• EXERCISE DIRECTIONS:
Give an exact copy of the lines of the records below, starting at the line containing "Target: microwave" and running to the end.
- - - - - - -
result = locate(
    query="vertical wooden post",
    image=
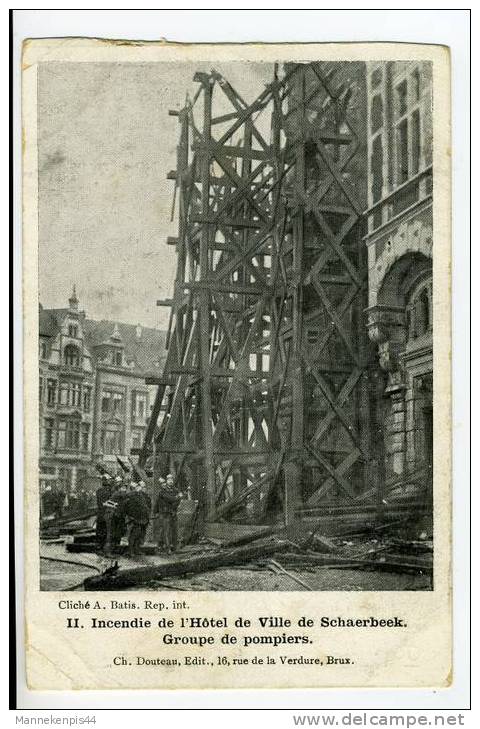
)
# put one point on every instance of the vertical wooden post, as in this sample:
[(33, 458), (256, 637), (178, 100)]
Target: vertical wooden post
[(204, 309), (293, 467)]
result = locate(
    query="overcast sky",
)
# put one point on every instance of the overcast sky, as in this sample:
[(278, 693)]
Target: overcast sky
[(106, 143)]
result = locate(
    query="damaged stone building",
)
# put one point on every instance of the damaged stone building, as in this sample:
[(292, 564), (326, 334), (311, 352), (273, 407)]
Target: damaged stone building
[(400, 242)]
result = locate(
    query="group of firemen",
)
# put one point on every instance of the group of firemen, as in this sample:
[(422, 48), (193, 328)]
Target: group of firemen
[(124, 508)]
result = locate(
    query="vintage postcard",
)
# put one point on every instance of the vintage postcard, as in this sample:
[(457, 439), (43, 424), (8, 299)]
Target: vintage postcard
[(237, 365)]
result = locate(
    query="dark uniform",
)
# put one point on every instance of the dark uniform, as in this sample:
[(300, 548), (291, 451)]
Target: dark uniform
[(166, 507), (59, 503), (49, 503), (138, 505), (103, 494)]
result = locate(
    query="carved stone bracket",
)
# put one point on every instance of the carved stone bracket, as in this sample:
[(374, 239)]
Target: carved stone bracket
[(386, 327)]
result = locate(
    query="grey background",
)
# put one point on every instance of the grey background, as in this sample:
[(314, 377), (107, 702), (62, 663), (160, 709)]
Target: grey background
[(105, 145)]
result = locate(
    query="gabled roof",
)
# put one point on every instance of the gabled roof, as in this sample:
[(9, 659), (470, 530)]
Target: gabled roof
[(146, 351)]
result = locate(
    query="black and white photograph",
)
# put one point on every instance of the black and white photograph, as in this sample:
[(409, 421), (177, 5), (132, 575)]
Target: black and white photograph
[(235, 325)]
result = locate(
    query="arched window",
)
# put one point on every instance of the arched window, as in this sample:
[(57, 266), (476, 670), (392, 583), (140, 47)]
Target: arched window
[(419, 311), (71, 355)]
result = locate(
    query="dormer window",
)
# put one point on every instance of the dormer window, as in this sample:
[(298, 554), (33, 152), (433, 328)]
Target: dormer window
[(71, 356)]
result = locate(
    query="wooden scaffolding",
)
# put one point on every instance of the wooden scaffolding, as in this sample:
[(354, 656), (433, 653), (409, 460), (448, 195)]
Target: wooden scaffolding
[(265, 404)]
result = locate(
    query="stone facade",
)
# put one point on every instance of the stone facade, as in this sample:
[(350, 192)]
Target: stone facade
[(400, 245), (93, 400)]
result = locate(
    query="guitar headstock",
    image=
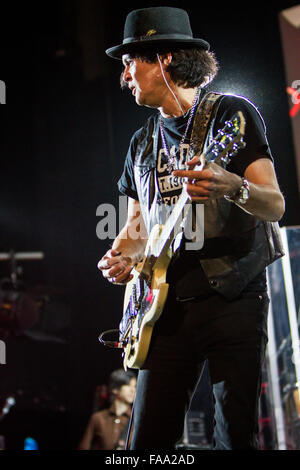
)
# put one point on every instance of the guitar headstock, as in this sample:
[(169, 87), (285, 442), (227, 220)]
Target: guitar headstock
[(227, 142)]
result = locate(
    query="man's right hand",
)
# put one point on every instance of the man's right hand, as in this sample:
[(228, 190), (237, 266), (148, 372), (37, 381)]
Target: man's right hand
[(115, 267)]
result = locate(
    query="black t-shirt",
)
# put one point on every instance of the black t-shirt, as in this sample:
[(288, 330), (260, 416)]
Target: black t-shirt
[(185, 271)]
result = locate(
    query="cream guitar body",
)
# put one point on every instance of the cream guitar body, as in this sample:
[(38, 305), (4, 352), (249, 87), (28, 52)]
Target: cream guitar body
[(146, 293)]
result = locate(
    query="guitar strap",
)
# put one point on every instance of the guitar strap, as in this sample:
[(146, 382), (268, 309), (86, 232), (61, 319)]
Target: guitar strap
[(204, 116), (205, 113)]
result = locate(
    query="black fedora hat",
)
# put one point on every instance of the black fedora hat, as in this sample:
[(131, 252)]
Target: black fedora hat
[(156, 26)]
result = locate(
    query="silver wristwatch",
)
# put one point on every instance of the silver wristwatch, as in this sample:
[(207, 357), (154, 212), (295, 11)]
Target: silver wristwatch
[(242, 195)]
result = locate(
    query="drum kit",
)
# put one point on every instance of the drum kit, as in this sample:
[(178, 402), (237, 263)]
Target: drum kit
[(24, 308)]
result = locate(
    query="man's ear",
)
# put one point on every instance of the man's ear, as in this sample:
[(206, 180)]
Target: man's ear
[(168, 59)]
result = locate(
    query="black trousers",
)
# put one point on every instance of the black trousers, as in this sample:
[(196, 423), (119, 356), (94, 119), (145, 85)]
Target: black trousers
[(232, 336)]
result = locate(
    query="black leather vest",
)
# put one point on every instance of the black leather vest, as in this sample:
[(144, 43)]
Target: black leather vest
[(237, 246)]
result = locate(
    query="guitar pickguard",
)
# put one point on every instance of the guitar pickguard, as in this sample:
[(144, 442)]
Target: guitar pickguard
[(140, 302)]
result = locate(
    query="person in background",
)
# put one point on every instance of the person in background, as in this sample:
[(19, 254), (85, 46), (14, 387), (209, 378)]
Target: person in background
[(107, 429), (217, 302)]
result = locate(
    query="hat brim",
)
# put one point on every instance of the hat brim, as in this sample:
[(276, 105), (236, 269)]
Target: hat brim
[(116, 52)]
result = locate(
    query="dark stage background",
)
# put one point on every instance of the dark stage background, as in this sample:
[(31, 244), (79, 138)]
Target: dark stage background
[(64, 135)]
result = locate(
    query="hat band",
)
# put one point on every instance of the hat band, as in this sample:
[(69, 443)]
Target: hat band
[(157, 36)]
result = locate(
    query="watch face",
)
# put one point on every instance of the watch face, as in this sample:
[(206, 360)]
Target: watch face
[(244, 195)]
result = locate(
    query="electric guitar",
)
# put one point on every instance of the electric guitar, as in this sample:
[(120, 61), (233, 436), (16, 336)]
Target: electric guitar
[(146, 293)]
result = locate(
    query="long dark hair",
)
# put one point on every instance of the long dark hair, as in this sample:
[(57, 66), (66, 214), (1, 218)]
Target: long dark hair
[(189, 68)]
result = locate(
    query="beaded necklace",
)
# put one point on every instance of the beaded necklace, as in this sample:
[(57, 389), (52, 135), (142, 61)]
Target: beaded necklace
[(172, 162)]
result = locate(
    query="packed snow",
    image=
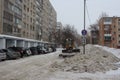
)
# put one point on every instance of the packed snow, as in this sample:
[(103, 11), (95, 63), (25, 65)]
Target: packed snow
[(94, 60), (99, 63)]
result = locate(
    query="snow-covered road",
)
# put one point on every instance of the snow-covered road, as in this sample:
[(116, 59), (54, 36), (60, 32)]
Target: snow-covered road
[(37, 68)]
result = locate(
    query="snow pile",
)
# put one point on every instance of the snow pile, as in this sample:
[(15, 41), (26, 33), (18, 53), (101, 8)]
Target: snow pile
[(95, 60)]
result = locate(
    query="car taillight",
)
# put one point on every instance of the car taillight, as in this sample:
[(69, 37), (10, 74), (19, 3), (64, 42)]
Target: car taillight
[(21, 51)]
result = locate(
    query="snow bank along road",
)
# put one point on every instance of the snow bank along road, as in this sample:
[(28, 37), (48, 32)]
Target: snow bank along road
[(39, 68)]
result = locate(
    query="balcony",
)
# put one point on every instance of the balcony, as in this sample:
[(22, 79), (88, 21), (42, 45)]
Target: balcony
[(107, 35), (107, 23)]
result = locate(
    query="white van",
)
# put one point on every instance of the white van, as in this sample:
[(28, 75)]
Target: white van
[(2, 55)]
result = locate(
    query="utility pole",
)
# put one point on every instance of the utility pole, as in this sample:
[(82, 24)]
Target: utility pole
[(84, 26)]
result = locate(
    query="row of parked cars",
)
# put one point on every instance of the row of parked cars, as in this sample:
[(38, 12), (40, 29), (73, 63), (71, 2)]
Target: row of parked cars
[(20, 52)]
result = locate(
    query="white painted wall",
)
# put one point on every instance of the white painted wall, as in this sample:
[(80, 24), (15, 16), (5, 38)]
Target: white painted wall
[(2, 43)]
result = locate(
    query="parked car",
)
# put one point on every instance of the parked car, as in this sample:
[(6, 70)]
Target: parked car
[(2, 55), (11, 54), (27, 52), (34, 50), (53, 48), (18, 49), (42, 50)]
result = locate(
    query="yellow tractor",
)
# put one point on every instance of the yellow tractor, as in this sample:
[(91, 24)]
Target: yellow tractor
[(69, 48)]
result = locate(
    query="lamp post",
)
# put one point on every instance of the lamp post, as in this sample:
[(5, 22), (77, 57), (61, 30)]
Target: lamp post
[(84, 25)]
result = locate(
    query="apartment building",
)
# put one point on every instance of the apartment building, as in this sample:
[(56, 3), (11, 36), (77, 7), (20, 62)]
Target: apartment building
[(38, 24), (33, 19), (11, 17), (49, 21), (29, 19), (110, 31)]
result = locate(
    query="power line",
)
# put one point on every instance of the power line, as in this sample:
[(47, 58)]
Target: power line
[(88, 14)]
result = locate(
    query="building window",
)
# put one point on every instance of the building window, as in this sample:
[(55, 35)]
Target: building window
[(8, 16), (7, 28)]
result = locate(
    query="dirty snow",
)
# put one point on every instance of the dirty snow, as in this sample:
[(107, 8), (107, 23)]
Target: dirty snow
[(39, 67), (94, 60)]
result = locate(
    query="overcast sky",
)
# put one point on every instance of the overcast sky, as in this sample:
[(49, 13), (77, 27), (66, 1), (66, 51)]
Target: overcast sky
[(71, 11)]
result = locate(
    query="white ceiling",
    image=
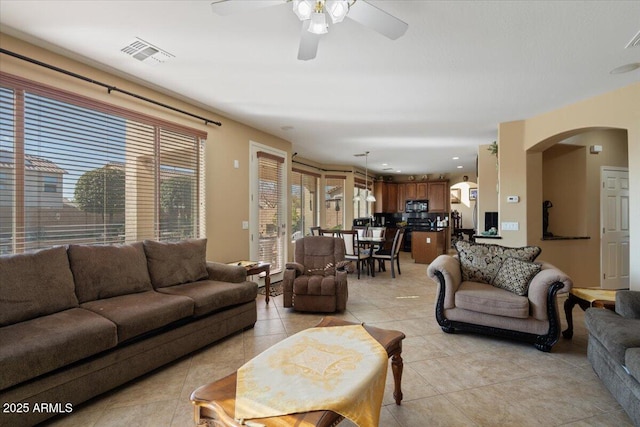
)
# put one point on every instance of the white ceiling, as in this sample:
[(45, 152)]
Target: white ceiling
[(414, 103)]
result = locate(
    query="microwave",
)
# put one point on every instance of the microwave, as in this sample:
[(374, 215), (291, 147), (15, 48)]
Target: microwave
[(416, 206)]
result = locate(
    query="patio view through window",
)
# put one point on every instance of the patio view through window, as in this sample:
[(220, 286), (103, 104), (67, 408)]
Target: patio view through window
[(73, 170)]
- - - - - - -
• ANSWER BOX:
Target: microwave
[(416, 206)]
result = locate(
    query="patio view through window",
)
# put one point on every instance of the patio view through window, as in this sample:
[(220, 286), (103, 104), (67, 408)]
Target: patio view through window
[(73, 170)]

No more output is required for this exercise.